Re: [PATCH v3 07/11] commit-graph: implement corrected commit date

Abhishek Kumar <abhishekkumar8222@xxxxxxxxx> · Tue, 1 Sep 2020 16:31:41 +0530

On Tue, Aug 25, 2020 at 12:07:17PM +0200, Jakub Narębski wrote:
> Hello,
> 
> ...
> 
> I think I was not clear enough (in trying to be brief).  I meant here
> loading available generation numbers for use in graph traversal,
> done in later patches in this series.
> 
> In _next_ commit we store topological levels in `generation` field:
> 
>   @@ -755,7 +763,11 @@ static void fill_commit_graph_info(struct commit *item, struct commit_graph *g,
>    	date_low = get_be32(commit_data + g->hash_len + 12);
>    	item->date = (timestamp_t)((date_high << 32) | date_low);
> 
>   -	graph_data->generation = get_be32(commit_data + g->hash_len + 8) >> 2;
>   +	if (g->chunk_generation_data)
>   +		graph_data->generation = item->date +
>   +			(timestamp_t) get_be32(g->chunk_generation_data + sizeof(uint32_t) * lex_index);
>   +	else
>   +		graph_data->generation = get_be32(commit_data + g->hash_len + 8) >> 2;
> 
> 
> We use topo_level slab only when writing the commit-graph file.
> 

Right, I thought the agenda outlined points in the process of writing
commit-graph file.

>
> > We could avoid initializing topo_slab if we are not writing generation
> > data chunk (and thus don't need corrected commit dates) but that
> > wouldn't have an impact on run time while writing commit-graph because
> > computing corrected commit dates is cheap as the main cost is in walking
> > the graph and writing the file.
> 
> Right.

→ Given request A
Summarize the commit-graph patch discussion in two sentences.

→ Source records
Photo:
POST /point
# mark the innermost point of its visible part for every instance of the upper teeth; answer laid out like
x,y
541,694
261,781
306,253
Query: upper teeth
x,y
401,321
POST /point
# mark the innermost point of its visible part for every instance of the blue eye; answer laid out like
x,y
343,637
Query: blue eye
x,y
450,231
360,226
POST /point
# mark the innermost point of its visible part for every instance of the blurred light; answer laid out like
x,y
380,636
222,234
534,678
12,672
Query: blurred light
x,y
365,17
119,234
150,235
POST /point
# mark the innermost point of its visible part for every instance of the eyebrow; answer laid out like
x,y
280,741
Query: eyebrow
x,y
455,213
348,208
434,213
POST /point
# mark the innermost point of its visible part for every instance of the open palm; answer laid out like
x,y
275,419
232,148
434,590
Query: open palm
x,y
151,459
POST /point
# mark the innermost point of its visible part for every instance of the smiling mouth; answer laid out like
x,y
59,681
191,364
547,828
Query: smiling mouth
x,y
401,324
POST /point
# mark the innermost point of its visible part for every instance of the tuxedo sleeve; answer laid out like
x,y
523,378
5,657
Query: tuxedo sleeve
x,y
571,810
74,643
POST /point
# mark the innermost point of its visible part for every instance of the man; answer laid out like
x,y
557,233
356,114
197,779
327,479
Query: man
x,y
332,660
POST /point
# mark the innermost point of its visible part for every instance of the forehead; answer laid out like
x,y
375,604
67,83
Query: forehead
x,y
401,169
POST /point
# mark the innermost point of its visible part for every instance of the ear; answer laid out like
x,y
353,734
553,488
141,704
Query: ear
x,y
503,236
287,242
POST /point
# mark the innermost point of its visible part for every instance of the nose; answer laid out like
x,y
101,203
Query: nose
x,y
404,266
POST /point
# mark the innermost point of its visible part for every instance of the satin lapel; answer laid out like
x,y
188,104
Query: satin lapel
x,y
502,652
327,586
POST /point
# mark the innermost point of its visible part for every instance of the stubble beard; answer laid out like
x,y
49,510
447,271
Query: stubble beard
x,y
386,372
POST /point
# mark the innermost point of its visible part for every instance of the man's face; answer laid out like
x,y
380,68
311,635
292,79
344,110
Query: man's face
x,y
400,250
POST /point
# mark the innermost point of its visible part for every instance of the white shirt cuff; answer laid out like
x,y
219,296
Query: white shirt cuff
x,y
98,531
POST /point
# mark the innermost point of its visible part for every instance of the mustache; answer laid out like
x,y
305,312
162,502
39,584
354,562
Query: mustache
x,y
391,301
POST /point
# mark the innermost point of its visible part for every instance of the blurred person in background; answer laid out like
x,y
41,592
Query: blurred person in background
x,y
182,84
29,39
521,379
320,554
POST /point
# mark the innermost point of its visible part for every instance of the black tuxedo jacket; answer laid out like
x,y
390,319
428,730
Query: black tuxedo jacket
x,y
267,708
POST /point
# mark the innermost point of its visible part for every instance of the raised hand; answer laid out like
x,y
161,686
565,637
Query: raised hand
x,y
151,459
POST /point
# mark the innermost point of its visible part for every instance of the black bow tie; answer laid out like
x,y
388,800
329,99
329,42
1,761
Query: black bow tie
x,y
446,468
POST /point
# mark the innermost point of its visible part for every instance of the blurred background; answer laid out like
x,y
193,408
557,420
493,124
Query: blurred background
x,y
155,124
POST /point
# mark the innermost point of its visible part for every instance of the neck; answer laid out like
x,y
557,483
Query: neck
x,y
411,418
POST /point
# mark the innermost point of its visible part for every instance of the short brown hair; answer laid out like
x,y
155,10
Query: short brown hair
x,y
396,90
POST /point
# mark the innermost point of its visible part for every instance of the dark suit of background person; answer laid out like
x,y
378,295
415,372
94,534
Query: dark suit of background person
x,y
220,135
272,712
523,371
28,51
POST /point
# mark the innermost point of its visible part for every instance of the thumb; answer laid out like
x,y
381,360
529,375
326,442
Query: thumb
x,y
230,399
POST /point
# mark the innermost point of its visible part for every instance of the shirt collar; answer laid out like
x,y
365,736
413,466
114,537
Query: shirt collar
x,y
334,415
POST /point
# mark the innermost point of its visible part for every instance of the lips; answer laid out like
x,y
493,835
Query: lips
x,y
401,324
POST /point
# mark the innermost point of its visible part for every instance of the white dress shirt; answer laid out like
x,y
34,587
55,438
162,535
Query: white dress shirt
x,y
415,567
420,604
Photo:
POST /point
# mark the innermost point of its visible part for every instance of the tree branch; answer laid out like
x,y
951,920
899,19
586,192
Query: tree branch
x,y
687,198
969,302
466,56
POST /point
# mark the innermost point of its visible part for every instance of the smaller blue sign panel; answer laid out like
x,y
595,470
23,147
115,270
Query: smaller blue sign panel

→ Given request B
Return each line of the records that contains the word "neck".

→ Full answer A
Jakub Narębski clarifies that he meant loading available generation numbers for use in graph traversal, which is done in later patches of the series, and notes that the topo_level slab is used only when writing the commit-graph file. Abhishek Kumar replies that he had thought the agenda outlined points in the process of writing that file, and Jakub agrees with Abhishek's earlier point that skipping topo_slab initialization would not affect run time, because computing corrected commit dates is cheap next to walking the graph and writing the file.

→ Full answer B
# mark the innermost point of its visible part for every instance of the neck; answer laid out like
Query: neck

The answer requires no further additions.